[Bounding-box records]
·····
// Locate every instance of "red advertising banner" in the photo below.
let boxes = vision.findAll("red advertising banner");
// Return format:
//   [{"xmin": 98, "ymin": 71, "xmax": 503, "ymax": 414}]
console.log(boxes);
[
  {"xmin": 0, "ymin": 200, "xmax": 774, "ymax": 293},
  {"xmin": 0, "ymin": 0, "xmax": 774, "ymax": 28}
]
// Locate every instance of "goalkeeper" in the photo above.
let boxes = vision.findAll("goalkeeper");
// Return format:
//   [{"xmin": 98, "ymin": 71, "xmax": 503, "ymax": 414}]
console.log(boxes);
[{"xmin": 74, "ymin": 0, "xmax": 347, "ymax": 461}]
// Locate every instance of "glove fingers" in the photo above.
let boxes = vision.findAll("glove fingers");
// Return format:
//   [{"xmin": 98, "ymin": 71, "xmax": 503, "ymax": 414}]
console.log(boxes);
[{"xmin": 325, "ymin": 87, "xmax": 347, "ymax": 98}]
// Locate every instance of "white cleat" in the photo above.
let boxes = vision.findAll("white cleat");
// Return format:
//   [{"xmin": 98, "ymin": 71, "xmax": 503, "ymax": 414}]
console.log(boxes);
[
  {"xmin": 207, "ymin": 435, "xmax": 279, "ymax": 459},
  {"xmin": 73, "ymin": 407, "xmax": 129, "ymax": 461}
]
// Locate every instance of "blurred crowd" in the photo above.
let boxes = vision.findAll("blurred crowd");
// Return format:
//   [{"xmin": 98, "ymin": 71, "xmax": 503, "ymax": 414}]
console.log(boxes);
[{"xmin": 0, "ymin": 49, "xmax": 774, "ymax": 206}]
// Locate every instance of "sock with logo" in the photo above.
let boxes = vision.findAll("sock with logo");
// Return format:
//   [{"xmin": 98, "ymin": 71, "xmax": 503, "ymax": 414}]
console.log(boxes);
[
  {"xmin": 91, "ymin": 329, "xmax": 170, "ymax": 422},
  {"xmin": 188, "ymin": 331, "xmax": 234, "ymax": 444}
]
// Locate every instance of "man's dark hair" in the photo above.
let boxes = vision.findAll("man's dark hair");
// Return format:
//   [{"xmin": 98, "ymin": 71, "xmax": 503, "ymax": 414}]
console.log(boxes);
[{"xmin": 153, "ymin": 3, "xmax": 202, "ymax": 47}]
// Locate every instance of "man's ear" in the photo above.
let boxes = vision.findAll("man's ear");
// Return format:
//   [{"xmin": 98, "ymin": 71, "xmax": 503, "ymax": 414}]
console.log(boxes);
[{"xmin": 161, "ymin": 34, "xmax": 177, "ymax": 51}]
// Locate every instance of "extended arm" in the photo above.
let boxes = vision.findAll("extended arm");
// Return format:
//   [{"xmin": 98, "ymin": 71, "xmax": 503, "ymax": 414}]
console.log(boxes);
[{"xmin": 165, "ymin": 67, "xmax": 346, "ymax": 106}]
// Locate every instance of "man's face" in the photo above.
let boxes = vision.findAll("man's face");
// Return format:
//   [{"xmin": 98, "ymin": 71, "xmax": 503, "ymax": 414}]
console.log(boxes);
·····
**DESCRIPTION OF THE TASK:** Pick out and copy every line in the records above that contains the string "crowd". Matching is case-sensitive.

**WRITTEN ANSWER:**
// Locate every instance of "blurred crowd" in the photo above.
let boxes = vision.findAll("blurred crowd");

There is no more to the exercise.